:: Data
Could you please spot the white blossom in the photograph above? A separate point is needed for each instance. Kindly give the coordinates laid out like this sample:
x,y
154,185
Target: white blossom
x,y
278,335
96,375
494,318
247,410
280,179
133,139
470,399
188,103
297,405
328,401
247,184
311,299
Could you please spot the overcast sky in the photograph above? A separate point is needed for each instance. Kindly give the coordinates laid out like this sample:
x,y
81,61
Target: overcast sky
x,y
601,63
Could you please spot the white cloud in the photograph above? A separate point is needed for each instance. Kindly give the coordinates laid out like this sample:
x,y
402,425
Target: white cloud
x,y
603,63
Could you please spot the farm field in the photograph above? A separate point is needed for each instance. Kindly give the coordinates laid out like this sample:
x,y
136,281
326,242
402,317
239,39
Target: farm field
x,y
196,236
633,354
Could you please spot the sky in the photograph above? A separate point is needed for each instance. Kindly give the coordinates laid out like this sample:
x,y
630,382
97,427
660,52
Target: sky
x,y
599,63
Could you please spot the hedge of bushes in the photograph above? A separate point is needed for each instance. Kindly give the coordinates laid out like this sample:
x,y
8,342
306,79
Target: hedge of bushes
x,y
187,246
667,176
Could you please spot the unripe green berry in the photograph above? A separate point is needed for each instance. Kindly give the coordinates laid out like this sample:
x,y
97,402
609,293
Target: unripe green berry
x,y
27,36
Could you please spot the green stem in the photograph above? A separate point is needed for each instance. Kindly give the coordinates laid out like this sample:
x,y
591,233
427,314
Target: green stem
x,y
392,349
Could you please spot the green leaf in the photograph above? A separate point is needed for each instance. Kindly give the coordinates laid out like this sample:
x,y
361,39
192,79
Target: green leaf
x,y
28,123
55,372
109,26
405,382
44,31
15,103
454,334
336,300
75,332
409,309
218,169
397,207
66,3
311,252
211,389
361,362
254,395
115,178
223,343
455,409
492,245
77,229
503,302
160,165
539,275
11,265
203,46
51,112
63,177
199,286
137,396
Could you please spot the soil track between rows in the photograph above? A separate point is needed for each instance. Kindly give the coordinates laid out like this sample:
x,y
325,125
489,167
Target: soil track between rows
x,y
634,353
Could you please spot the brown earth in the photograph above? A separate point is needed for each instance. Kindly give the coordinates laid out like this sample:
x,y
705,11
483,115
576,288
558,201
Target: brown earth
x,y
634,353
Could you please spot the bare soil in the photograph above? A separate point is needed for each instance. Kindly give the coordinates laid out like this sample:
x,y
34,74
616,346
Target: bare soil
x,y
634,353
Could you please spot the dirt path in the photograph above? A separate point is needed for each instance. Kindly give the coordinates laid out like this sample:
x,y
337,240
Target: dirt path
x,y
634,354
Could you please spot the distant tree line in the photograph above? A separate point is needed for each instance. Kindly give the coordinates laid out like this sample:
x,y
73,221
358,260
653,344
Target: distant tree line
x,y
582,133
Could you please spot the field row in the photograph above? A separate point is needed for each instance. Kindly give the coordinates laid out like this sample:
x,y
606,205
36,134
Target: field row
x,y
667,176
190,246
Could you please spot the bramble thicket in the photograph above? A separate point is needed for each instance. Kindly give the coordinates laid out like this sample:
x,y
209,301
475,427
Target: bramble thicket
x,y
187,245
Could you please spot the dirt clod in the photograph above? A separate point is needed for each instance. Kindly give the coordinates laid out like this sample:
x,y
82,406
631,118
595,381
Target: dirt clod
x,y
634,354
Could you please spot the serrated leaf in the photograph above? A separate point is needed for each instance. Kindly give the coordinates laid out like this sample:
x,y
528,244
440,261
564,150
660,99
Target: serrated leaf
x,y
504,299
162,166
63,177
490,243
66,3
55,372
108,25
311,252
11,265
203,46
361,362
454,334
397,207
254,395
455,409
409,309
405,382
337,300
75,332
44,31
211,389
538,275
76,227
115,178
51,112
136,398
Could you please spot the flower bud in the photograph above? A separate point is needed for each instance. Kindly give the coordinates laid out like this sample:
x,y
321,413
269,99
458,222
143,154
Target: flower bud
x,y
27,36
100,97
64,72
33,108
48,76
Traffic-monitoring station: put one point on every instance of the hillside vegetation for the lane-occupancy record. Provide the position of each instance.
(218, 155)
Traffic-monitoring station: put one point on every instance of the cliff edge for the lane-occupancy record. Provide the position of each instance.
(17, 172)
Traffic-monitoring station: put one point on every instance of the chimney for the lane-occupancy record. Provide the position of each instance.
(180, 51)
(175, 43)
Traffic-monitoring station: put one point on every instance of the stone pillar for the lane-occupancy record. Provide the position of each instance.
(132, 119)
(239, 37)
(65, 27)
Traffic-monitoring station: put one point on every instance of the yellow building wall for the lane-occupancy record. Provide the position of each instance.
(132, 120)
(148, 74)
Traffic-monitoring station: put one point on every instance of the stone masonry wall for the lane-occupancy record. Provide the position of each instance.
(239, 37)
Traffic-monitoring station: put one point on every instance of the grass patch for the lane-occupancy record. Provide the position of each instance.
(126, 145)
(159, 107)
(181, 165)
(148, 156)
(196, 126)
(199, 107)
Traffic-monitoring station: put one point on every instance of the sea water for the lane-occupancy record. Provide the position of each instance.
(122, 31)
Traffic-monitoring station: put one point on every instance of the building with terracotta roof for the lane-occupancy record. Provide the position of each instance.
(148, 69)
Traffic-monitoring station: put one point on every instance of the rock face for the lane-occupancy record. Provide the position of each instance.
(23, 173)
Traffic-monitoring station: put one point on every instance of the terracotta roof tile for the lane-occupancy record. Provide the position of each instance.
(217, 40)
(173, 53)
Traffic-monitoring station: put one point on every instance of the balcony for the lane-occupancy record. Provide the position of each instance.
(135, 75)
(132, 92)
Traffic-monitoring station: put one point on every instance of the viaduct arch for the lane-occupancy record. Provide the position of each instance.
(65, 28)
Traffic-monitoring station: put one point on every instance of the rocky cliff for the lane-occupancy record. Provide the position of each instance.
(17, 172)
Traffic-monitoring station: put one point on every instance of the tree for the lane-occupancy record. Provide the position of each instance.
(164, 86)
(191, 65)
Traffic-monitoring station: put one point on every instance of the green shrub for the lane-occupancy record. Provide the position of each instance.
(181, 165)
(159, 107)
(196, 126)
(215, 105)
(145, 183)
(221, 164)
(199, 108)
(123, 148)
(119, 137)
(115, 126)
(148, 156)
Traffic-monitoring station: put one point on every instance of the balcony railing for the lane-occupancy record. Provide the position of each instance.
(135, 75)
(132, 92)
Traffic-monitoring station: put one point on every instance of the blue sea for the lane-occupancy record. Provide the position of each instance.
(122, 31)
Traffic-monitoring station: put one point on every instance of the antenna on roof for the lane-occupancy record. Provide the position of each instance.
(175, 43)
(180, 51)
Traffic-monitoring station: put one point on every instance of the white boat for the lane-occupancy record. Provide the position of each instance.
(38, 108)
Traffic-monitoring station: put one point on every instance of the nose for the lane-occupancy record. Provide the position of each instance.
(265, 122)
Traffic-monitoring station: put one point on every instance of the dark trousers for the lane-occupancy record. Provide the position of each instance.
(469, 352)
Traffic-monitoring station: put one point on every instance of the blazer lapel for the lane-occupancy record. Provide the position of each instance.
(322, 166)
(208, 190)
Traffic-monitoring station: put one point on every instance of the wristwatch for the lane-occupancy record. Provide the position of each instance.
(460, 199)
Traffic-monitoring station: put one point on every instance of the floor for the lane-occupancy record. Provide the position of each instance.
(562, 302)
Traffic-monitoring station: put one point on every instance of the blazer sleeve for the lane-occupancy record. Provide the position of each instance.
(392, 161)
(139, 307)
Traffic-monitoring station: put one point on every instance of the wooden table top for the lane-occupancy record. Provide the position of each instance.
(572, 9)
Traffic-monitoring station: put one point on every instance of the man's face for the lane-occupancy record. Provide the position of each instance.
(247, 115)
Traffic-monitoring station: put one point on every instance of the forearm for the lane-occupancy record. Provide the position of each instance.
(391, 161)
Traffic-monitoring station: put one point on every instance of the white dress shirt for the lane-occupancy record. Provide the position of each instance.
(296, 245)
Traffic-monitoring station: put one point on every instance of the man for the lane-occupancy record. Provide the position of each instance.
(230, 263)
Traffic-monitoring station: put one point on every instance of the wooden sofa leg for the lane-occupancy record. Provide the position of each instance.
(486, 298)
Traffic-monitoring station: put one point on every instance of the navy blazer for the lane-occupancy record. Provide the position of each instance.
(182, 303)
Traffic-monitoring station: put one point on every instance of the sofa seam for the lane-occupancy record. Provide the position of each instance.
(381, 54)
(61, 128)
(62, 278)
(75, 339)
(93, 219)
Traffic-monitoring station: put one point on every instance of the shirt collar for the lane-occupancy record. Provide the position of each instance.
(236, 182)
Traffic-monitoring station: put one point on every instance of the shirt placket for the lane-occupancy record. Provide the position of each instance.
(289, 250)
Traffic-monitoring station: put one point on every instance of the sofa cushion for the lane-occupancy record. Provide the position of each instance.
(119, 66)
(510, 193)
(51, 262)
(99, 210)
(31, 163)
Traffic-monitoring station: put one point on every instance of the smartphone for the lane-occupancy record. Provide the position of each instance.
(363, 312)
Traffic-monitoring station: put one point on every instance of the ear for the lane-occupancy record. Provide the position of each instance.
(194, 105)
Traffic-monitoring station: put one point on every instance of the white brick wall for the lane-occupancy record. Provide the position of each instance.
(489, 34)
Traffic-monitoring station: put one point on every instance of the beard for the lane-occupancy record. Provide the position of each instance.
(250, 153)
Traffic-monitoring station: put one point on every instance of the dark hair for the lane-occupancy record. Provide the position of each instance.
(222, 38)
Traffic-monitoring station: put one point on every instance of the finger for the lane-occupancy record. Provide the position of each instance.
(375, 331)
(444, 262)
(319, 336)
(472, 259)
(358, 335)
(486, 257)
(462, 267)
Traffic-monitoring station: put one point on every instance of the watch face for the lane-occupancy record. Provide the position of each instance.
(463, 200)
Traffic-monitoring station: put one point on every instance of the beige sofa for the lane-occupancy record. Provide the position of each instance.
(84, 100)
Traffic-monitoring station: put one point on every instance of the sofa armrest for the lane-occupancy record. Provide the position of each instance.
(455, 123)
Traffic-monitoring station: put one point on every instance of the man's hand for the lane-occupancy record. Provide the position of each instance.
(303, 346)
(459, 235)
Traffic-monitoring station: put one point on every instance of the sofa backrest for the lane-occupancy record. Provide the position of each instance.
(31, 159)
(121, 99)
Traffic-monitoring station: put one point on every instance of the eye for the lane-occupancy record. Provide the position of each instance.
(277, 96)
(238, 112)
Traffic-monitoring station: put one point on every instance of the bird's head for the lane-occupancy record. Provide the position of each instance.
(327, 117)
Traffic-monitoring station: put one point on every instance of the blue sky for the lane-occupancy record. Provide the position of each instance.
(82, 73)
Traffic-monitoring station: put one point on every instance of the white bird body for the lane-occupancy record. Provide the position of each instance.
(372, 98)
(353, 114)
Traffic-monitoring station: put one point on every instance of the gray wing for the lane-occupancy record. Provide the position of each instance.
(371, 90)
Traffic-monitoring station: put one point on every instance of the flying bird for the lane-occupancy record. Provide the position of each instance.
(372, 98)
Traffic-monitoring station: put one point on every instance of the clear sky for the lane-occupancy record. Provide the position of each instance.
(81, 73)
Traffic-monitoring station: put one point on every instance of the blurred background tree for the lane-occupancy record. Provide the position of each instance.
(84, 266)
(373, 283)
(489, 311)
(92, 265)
::::
Exercise
Output the data exactly, from the first line through the line that holds "Could you please spot the hedge", so that no later line appears.

Response area
Could you please spot the white blossom in the photograph above? A separate point is needed for each instance. Kindly give the coordinates laid out like this sample:
x,y
154,185
Target: white blossom
x,y
278,335
96,375
494,318
247,410
280,179
133,139
470,399
188,103
297,405
328,401
247,184
311,299
Could you please spot the overcast sky in the photograph above? A separate point is needed for each instance. Kindly give the coordinates laid out like this sample:
x,y
81,61
Target: overcast sky
x,y
601,63
Could you please spot the white cloud in the photograph above? A separate point is needed for each instance. Kindly give the coordinates laid out like this sample:
x,y
402,425
Target: white cloud
x,y
603,63
Could you please spot the farm field in the photograph above? A separate point is needed for each instance. Kindly give the coordinates laid out like this sample:
x,y
136,281
326,242
402,317
239,39
Target: farm field
x,y
196,236
633,354
Could you please spot the sky in the photograph above? A separate point is needed for each instance. Kindly give the coordinates laid out like this sample:
x,y
630,382
97,427
660,52
Target: sky
x,y
599,63
Could you please spot the hedge of bushes in the photograph above? A separate point is needed for each instance. Kindly give the coordinates laid out like this sample:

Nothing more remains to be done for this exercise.